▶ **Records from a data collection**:
┌──

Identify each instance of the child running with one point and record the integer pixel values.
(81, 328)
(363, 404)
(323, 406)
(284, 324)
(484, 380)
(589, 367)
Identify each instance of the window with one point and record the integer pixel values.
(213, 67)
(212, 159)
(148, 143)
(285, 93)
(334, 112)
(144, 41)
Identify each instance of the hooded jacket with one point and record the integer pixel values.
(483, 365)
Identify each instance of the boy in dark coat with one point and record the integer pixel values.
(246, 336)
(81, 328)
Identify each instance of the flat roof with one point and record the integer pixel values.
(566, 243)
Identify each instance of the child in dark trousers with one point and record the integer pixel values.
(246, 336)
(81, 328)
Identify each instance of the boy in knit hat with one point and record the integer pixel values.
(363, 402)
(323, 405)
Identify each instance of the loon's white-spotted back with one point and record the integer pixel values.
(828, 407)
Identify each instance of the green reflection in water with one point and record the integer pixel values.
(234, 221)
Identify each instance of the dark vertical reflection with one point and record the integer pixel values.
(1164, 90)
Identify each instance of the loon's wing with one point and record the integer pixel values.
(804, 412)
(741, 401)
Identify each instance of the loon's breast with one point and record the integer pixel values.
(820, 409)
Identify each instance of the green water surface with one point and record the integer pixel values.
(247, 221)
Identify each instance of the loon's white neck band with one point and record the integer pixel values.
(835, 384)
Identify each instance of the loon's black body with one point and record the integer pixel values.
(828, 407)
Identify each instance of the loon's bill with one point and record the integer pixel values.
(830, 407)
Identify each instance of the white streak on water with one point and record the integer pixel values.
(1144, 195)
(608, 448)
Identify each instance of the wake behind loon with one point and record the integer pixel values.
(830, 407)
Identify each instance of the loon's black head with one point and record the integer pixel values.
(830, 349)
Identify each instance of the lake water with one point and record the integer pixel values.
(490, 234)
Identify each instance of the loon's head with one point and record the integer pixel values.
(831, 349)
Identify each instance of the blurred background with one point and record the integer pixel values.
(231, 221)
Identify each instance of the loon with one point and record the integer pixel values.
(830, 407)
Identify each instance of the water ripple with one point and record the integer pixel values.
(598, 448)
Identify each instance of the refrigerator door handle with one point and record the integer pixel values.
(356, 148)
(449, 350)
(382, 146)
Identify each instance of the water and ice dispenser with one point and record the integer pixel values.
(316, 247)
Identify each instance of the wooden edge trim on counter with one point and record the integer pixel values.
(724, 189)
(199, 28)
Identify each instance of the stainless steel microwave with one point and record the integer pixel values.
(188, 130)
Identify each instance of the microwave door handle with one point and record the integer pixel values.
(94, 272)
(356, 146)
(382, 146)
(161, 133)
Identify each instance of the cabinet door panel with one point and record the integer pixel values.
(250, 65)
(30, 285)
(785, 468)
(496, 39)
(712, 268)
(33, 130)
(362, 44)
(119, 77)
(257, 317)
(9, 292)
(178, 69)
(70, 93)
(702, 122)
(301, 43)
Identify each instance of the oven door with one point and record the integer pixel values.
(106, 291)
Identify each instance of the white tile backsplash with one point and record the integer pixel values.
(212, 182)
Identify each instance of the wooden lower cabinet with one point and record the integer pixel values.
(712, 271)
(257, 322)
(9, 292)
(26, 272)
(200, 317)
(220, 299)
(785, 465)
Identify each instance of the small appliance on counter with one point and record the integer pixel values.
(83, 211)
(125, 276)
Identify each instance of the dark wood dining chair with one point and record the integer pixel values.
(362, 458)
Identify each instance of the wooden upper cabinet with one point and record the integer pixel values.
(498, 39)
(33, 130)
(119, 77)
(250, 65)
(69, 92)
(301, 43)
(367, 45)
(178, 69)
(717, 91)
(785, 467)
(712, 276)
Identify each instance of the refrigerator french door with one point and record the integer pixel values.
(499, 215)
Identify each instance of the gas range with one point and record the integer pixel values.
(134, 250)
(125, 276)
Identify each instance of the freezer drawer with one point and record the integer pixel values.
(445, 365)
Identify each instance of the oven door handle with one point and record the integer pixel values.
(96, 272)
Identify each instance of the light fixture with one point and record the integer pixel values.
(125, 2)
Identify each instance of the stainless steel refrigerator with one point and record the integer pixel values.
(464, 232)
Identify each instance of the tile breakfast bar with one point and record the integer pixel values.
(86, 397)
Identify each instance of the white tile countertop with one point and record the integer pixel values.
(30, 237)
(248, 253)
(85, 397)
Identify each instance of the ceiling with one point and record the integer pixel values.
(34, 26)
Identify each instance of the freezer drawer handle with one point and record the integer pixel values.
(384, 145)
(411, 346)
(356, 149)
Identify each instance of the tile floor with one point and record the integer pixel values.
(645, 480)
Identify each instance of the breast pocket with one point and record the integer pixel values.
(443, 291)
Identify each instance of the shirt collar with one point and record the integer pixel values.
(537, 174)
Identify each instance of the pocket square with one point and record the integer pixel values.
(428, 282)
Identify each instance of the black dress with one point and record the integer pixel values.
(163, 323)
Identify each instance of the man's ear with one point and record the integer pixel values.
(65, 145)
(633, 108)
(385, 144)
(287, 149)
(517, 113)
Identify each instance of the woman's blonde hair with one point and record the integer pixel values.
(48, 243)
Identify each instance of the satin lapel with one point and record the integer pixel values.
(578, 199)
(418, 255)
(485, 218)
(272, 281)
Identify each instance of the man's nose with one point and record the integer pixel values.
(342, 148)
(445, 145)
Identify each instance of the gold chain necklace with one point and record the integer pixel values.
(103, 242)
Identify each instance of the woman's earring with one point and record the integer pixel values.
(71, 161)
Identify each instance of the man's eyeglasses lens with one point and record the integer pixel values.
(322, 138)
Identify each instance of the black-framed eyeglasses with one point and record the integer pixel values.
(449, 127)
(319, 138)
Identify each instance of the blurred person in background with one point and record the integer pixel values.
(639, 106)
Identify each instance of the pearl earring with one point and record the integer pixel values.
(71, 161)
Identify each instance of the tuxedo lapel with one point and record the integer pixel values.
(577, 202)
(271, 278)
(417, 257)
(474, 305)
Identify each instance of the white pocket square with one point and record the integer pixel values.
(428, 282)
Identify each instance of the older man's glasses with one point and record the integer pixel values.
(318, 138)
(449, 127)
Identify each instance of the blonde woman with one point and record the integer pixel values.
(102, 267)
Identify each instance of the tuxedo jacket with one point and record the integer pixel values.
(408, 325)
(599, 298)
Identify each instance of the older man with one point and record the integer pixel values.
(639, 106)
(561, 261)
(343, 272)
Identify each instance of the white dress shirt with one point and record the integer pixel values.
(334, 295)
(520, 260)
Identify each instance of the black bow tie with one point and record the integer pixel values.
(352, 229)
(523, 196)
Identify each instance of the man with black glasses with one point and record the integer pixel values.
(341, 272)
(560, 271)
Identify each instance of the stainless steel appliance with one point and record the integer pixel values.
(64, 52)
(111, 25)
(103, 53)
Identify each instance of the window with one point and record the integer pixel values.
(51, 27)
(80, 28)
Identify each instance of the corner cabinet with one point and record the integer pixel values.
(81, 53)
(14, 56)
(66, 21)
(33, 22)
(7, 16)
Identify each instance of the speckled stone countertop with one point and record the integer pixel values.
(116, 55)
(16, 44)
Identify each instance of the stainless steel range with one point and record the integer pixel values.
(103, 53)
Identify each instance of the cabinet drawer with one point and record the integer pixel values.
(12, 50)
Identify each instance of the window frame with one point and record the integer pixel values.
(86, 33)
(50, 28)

└──

▶ **Assignment**: May I have all of the records repeated exactly?

▶ **Answer section**:
Identify each instance of the child running with one point and record the integer pixel values.
(81, 328)
(363, 404)
(323, 406)
(284, 324)
(484, 380)
(589, 367)
Identify each instance of the window with one point and record the integer pixel values.
(213, 67)
(212, 159)
(148, 143)
(285, 93)
(334, 112)
(144, 41)
Identify each instance of the hooded jacket with one point and record the integer pixel values.
(483, 365)
Identify each instance of the boy in dark coat with one point and record the integer pixel values.
(246, 336)
(81, 328)
Identify each instance of the flat roof with one point and record the integer pixel values.
(566, 243)
Identify each instance of the child in dark trousers with one point and record the integer pixel values.
(246, 336)
(81, 328)
Identify each instance of the boy in knit hat with one point and record the integer pixel values.
(363, 402)
(323, 405)
Identify each instance of the loon's white-spotted back with one point and record the integer pixel values.
(828, 407)
Identify each instance of the green reflection in water with one point and record the integer pixel values.
(234, 221)
Identify each instance of the dark vertical reflection with one point and record the integer pixel values.
(1164, 90)
Identify each instance of the loon's wing with one point and record the integer pixel values.
(804, 412)
(741, 401)
Identify each instance of the loon's breast with one point and record the integer pixel values.
(820, 409)
Identify each instance of the green water surface with one point and record the integer pixel values.
(247, 221)
Identify each instance of the loon's white neck band with one point and record the integer pixel values.
(835, 384)
Identify each instance of the loon's black body with one point and record the integer pixel values.
(828, 407)
Identify each instance of the loon's bill with one point and record the integer pixel values.
(830, 407)
Identify each instance of the white streak on water with one point and record the integer pixel values.
(1144, 195)
(608, 448)
Identify each instance of the wake behind loon with one point and record the integer pixel values.
(830, 407)
Identify each instance of the loon's black head with one point and record the integer pixel values.
(830, 349)
Identify each instance of the lake water with one point and record the integer pixel values.
(490, 234)
Identify each instance of the loon's head with one point and record the integer pixel values.
(831, 349)
Identify each instance of the blurred background with one point and record the integer pixel values.
(231, 221)
Identify each instance of the loon with one point and record the integer pixel values.
(830, 407)
Identify each instance of the water ripple with one point and record the integer pixel values.
(598, 448)
Identify each instance of the refrigerator door handle with one point and record the integer pixel values.
(356, 148)
(449, 350)
(382, 146)
Identify each instance of the water and ice dispenser with one point and record the integer pixel values.
(316, 247)
Identify each instance of the wooden edge trim on counter with one point and record the integer pixel values.
(724, 189)
(199, 28)
Identify each instance of the stainless steel microwave with one point and record the integer pixel values.
(188, 130)
Identify each instance of the microwave door handle with one point and record the integer pixel values.
(94, 272)
(356, 146)
(382, 146)
(161, 133)
Identify each instance of the cabinet door panel with one point and record the integer pixel values.
(250, 65)
(30, 285)
(785, 468)
(496, 39)
(712, 268)
(33, 130)
(362, 44)
(119, 77)
(257, 317)
(9, 292)
(178, 69)
(70, 93)
(702, 122)
(301, 43)
Identify each instance of the oven door with one point and record the integer pixel values.
(106, 291)
Identify each instance of the white tile backsplash with one point and record the integer pixel values.
(212, 182)
Identify each instance of the wooden lower cabinet with one point and record the integer pixel values.
(712, 271)
(257, 322)
(9, 292)
(26, 272)
(200, 317)
(220, 299)
(785, 465)
Identify each instance of the small appliance on counter with one point and record the integer pixel values.
(83, 211)
(125, 276)
Identify each instance of the dark wood dining chair with one point and record the integer pixel values.
(362, 458)
Identify each instance of the wooden upper cabinet with one point and record the integer pixel values.
(498, 39)
(33, 130)
(119, 77)
(250, 65)
(69, 92)
(301, 43)
(367, 45)
(178, 69)
(717, 91)
(785, 467)
(712, 276)
Identify each instance of the refrigerator french door with one point and record the integer pixel values.
(499, 215)
Identify each instance of the gas range with one point and record the integer pixel values.
(134, 250)
(125, 276)
Identify each instance of the freezer drawer with one point and record the integer pixel values.
(445, 365)
Identify each instance of the oven door handle with one point and record the integer pixel values.
(96, 272)
Identify each instance of the light fixture with one point and record the integer pixel values.
(125, 2)
Identify each instance of the stainless steel refrigerator with one point and record the integer pixel values.
(464, 232)
Identify each instance of the tile breakfast bar with one point and record the integer pixel values.
(86, 397)
Identify each instance of the white tile countertop with one point and record the integer pixel values.
(30, 237)
(248, 253)
(85, 397)
Identify each instance of the ceiling with one point and record the integer pixel values.
(34, 26)
Identify each instance of the freezer drawer handle with one point and record the integer pixel values.
(384, 145)
(411, 346)
(356, 149)
Identify each instance of the tile floor with one point and record the integer pixel values.
(645, 480)
Identify each instance of the breast pocket with one point and record the integer pixel values.
(443, 291)
Identify each instance of the shirt collar with one point and record the integer pixel values.
(537, 174)
Identify each instance of the pocket square with one point and record the integer pixel values.
(428, 282)
Identify each instance of the black dress with one point and record the integer pixel values.
(163, 323)
Identify each instance of the man's ear with one point and record the integer pixel values.
(65, 145)
(633, 108)
(385, 144)
(287, 149)
(517, 113)
Identify each instance of the woman's blonde hair with one point and record the integer pixel values.
(48, 243)
Identify each instance of the satin lapel with one point and record the integer pixel values.
(578, 199)
(418, 255)
(485, 218)
(272, 281)
Identify each instance of the man's nose with one point and record the integer pixel values.
(342, 148)
(445, 145)
Identify each instance of the gold chain necklace with one point and record the integer pixel values.
(103, 242)
Identify each instance of the woman's earring with one point and record the integer pixel values.
(71, 161)
Identify each instance of the man's eyeglasses lens with one point and record the integer pixel values.
(322, 138)
Identify each instance of the black-framed eyeglasses with one point and record the integer pixel values.
(449, 127)
(319, 138)
Identify each instance of the blurred person in background with one point and record the integer pixel values.
(639, 106)
Identify each instance of the pearl earring with one point and record the integer pixel values.
(71, 161)
Identify each instance of the tuxedo lapel with one point and record the integer pixel values.
(577, 202)
(271, 278)
(417, 257)
(474, 305)
Identify each instance of the white pocket square with one point and record the integer pixel values.
(428, 282)
Identify each instance of the older man's glasses with one point and record the integer pixel values.
(318, 138)
(449, 127)
Identify each instance of the blonde woman with one point and record the integer pixel values.
(102, 267)
Identify each instance of the tuxedo jacket with one point and record the integer pixel values.
(408, 325)
(599, 298)
Identify each instance of the older man with one point and record the integer pixel values.
(639, 106)
(561, 261)
(343, 272)
Identify each instance of the white dress shirt with one point and record the integer pixel values.
(334, 295)
(520, 260)
Identify each instance of the black bow tie with one point and record the integer pixel values.
(352, 229)
(523, 196)
Identify each instance of the man with black glasses with one point and record the integer pixel values.
(341, 272)
(560, 271)
Identify each instance of the stainless steel appliance with one point and record the integer pixel values.
(64, 52)
(111, 25)
(103, 53)
Identify each instance of the window with one point and record the integer pixel values.
(51, 27)
(80, 28)
Identify each instance of the corner cabinet with one point and record the integer pixel values.
(81, 53)
(14, 56)
(66, 21)
(33, 22)
(7, 16)
Identify each instance of the speckled stone countertop with one point and record the integer pixel values.
(116, 55)
(16, 44)
Identify each instance of the stainless steel range with one point and record the integer pixel values.
(103, 53)
Identify each instance of the cabinet drawer with one point and record the integer pixel values.
(12, 50)
Identify each instance of the window frame with one point and record the integer pixel values.
(86, 33)
(50, 28)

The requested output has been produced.